* TEXTE CITÉ
-*-*-

Avec De père en flic 2, Émile Gaudreault signe sa huitième comédie, ce qui en fait l'un des réalisateurs les plus spécialisés dans le genre au Québec. Entrevue avec un cinéaste qui prend l'humour très au sérieux.

On lui avait parlé il n'y a pas si longtemps pour la sortie de Père fils thérapie, l'adaptation française du premier De père en flic. Avec cette suite, qui nage dans les mêmes eaux thérapeutiques, si on peut dire, on se demande s'il n'est pas au bord de la surdose.

«Non, on est tellement dans le moment présent quand on fait un film, répond-il. Est-ce que ça marche, la scène? C'est ma seule préoccupation.»

Tous les comédiens qui ont travaillé avec Émile Gaudreault vous le diront: c'est un maniaque de la précision comique. Qui peut reprendre inlassablement la même scène pour arriver au rythme parfait. Et il est celui qui rit le moins sur un plateau, obsédé par le résultat. De père en flic 2, il l'a peaufiné jusqu'à il y a quelques jours dans la salle de montage.

«Le travail d'Émile, c'est de la vraie dentelle», résume sa productrice Denise Robert.

Et c'est ainsi qu'il s'est taillé une place de choix comme réalisateur de comédies, de Nuit de noces en 2001 en passant par Mambo Italiano, Le sens de l'humour, Le vrai du faux et, bien sûr, les films de De père en flic. Lorsqu'on lui dit qu'il est en train de devenir un spécialiste du genre, il présente une vision humble des choses. «Je suis un humoriste au départ. Je faisais des shows avec le Groupe sanguin, j'ai fait des mises en scène pour des humoristes, comme Michel Courtemanche. Quand j'ai quitté le Groupe sanguin, tout le monde savait que je voulais faire du cinéma.» 

«C'est sûr que la comédie fait partie de moi. Je ne me pose même pas la question. Mais c'est sûr que j'ai envie d'explorer et de me libérer de la comédie.»

Car, il l'avoue, la comédie est une maîtresse assez tyrannique. «C'est une chaîne. La comédie me dit où mettre la caméra, où couper dans le montage, ce que je dois mettre et ne surtout pas mettre dans le plan. C'est d'une précision totale, comme une partition avec des notes difficiles à atteindre. J'aime tous les genres, et je suis curieux de toucher le drame, de travailler dans un contexte que j'imagine un peu plus libre, même si je soupçonne que cela a ses exigences aussi.»

-*-*-

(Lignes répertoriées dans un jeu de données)
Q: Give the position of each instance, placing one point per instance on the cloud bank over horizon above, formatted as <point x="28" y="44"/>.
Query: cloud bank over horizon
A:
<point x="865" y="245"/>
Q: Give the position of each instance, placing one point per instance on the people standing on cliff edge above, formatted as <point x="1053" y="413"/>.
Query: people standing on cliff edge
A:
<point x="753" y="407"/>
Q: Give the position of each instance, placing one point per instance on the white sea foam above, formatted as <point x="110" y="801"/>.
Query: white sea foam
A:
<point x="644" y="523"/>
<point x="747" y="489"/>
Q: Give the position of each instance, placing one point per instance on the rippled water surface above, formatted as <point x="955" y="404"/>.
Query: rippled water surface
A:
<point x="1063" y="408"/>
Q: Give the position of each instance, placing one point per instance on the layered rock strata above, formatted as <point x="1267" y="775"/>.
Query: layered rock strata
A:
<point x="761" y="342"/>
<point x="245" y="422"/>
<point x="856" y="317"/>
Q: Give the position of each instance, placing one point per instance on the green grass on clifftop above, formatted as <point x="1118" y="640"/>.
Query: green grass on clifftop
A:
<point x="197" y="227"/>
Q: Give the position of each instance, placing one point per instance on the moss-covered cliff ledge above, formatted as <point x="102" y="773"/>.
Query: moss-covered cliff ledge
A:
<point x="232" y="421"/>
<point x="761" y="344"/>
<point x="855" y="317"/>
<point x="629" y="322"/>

-*-*-

* CONSIGNES
1 - Recopiez le passage de l'entrevue avec Émile Gaudreault allant de « On lui avait » à « salle de montage. ».
2 - D'après l'entrevue avec Émile Gaudreault, quel rang occupe De père en flic 2 parmi les comédies qu'il a réalisées ?

* CORRIGÉ
1 -
On lui avait parlé il n'y a pas si longtemps pour la sortie de Père fils thérapie, l'adaptation française du premier De père en flic. Avec cette suite, qui nage dans les mêmes eaux thérapeutiques, si on peut dire, on se demande s'il n'est pas au bord de la surdose.

«Non, on est tellement dans le moment présent quand on fait un film, répond-il. Est-ce que ça marche, la scène? C'est ma seule préoccupation.»

Tous les comédiens qui ont travaillé avec Émile Gaudreault vous le diront: c'est un maniaque de la précision comique. Qui peut reprendre inlassablement la même scène pour arriver au rythme parfait. Et il est celui qui rit le moins sur un plateau, obsédé par le résultat. De père en flic 2, il l'a peaufiné jusqu'à il y a quelques jours dans la salle de montage.

2 - C'est sa huitième comédie.